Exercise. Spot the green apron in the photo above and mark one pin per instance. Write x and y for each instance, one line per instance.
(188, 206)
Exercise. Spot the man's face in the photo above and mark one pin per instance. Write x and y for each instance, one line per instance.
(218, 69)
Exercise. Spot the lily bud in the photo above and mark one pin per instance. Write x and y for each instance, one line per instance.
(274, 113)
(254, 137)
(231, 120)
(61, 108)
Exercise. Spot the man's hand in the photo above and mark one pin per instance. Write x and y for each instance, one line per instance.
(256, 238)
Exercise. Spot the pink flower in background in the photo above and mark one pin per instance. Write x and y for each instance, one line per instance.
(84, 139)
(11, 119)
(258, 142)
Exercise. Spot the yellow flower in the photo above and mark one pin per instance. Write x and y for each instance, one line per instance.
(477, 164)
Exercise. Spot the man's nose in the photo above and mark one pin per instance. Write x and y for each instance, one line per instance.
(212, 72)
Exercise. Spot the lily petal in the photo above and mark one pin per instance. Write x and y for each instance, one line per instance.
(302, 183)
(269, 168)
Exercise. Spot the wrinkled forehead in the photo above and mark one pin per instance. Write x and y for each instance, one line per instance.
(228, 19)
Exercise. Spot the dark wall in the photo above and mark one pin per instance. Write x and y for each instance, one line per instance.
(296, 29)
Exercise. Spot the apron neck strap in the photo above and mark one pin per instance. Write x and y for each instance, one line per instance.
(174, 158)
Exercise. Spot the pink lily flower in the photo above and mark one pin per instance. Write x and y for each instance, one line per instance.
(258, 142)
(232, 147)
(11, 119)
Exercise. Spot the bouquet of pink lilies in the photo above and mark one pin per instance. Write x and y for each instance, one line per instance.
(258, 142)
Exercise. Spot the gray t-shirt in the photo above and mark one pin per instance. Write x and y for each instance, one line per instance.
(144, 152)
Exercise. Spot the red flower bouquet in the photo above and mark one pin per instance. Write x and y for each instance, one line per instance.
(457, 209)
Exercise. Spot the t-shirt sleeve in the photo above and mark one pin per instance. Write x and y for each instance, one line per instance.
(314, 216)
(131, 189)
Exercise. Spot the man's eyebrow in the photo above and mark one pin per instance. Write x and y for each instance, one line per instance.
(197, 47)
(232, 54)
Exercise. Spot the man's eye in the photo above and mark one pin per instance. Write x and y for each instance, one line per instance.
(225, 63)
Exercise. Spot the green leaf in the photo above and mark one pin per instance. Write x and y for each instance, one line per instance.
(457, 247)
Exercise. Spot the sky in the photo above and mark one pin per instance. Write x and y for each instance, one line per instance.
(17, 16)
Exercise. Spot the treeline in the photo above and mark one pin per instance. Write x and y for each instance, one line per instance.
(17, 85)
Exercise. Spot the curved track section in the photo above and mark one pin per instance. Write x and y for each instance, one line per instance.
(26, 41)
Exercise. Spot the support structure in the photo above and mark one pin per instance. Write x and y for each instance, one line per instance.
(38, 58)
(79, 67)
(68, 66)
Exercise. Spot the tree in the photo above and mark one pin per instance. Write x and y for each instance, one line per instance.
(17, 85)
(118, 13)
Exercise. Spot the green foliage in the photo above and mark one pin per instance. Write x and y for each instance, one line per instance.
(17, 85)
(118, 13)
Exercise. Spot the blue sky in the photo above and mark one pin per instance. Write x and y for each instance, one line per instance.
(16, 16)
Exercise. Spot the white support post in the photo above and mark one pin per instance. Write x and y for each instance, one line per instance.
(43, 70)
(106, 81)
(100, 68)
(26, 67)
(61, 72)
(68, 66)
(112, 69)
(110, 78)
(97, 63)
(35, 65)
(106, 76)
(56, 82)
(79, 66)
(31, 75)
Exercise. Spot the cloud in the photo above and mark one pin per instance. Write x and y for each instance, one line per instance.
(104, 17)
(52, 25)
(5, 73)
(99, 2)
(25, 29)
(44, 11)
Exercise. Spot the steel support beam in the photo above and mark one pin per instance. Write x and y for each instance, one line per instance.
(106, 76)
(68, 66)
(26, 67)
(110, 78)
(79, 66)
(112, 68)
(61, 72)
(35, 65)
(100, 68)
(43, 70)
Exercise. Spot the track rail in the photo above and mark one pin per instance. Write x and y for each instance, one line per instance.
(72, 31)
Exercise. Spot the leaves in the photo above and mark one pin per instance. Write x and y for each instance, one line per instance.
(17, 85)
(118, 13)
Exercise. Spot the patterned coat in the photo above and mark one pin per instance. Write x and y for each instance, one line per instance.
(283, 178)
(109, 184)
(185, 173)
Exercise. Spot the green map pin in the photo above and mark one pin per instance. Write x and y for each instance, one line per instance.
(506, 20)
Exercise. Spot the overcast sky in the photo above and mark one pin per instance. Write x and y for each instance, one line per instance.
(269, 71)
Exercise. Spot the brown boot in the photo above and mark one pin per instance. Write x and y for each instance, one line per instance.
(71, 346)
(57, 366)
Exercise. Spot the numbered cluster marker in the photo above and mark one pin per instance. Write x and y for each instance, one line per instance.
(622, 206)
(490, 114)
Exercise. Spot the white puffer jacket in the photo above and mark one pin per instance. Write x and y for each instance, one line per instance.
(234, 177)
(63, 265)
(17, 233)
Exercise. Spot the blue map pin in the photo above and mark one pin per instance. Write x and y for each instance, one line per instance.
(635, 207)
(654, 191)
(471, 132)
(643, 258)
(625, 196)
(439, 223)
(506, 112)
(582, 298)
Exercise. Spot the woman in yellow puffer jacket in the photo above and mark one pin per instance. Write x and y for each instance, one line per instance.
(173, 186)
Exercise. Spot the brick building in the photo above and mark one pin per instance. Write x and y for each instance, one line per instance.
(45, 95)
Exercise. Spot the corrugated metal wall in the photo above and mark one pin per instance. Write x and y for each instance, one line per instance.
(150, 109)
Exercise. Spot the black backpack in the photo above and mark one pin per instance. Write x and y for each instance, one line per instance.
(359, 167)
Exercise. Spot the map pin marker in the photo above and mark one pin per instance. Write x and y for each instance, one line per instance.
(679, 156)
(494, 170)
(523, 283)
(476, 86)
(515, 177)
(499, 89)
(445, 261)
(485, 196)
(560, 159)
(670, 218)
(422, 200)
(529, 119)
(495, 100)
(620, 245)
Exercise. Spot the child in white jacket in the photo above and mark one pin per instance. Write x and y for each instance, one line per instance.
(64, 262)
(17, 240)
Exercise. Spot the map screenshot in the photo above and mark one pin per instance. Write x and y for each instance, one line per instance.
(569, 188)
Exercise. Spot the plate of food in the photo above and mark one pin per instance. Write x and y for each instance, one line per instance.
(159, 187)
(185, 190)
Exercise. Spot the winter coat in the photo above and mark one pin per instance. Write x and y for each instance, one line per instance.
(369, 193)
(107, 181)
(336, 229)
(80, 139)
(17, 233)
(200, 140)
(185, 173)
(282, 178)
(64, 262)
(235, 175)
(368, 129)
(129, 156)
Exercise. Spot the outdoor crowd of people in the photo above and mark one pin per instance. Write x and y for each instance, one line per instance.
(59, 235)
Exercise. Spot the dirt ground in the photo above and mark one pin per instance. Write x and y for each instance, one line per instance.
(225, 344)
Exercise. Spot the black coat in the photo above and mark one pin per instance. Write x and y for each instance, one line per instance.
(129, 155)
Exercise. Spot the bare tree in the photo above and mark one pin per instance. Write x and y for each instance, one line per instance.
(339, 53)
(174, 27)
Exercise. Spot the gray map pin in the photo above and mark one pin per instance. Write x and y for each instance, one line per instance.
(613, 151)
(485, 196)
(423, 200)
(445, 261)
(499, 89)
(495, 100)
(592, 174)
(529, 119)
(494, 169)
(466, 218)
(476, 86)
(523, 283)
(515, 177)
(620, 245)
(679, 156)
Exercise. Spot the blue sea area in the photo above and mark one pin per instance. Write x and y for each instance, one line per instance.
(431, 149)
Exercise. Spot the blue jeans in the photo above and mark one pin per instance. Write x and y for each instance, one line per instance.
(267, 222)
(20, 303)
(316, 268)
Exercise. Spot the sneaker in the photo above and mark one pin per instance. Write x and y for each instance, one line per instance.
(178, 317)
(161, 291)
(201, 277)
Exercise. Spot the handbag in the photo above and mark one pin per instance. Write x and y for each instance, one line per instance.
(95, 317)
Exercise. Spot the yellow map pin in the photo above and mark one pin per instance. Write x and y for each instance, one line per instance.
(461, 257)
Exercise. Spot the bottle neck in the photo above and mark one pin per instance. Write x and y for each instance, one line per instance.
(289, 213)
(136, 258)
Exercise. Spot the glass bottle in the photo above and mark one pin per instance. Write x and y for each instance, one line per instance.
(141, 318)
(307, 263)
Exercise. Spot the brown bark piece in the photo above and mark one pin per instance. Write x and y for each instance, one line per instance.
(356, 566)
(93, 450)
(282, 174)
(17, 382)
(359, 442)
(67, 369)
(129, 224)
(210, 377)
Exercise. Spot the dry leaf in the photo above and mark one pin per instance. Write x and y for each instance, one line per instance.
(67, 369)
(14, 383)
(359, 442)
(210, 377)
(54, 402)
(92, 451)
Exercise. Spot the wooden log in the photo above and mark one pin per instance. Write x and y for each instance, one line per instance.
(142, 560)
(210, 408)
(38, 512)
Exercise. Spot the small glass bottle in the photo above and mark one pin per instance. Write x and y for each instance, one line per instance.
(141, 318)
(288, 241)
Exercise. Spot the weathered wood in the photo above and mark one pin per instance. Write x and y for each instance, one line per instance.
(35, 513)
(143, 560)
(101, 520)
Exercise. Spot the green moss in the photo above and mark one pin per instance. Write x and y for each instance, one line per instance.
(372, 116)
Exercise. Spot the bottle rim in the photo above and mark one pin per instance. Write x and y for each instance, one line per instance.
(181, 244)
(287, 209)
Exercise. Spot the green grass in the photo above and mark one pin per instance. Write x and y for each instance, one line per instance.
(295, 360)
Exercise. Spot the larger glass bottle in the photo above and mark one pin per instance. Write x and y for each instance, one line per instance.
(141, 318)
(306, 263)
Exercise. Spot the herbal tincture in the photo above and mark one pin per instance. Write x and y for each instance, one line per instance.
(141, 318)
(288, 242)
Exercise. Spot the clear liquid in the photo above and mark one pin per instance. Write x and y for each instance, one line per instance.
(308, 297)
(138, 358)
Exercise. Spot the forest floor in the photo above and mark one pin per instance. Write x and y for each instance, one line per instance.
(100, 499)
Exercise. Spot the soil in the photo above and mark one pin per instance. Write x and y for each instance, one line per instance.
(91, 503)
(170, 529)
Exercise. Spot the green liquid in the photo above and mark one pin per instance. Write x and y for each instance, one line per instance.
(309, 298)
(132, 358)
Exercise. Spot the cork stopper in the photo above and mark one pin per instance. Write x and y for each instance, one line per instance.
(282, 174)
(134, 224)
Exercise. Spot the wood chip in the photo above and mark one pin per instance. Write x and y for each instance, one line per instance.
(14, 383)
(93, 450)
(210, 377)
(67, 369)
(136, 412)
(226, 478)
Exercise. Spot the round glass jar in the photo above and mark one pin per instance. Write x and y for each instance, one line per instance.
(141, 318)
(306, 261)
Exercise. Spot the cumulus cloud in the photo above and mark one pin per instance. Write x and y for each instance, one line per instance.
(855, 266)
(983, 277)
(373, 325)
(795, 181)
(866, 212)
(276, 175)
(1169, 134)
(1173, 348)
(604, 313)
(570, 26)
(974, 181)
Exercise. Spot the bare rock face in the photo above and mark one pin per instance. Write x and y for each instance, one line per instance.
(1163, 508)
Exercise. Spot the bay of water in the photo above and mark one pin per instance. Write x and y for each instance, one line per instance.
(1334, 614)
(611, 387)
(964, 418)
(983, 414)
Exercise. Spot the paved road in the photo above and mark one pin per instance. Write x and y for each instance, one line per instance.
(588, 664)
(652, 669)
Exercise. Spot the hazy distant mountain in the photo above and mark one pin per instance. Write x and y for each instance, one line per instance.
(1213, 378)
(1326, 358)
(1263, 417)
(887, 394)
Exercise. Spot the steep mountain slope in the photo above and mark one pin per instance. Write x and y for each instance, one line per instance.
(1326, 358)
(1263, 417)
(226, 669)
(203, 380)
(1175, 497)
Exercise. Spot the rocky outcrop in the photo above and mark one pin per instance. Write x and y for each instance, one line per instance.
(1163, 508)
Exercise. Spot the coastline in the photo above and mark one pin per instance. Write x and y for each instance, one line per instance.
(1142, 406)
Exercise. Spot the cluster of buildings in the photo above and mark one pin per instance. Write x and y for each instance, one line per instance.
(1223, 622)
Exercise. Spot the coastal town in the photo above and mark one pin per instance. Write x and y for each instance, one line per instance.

• TO DO
Reproduce verbatim only the lines from the one holding "Exercise. Spot the rocky" through the end of the records.

• RESPONSE BOX
Exercise. Spot the rocky outcrop in the photo above and mark one pin per instance. Write x and y for each instance, one line per instance.
(1163, 508)
Exercise. Spot the coastline in the photo above and mark one pin per instance. Write x and y for each instance, one line per instance.
(1142, 406)
Exercise. Spot the cluster of buildings in the photo above and mark one pin per instance. Write x and y for each instance, one line per instance.
(1223, 622)
Exercise. Spot the coastal town in the photo above and mark one pin per instance. Write x and y for each instance, one line per instance.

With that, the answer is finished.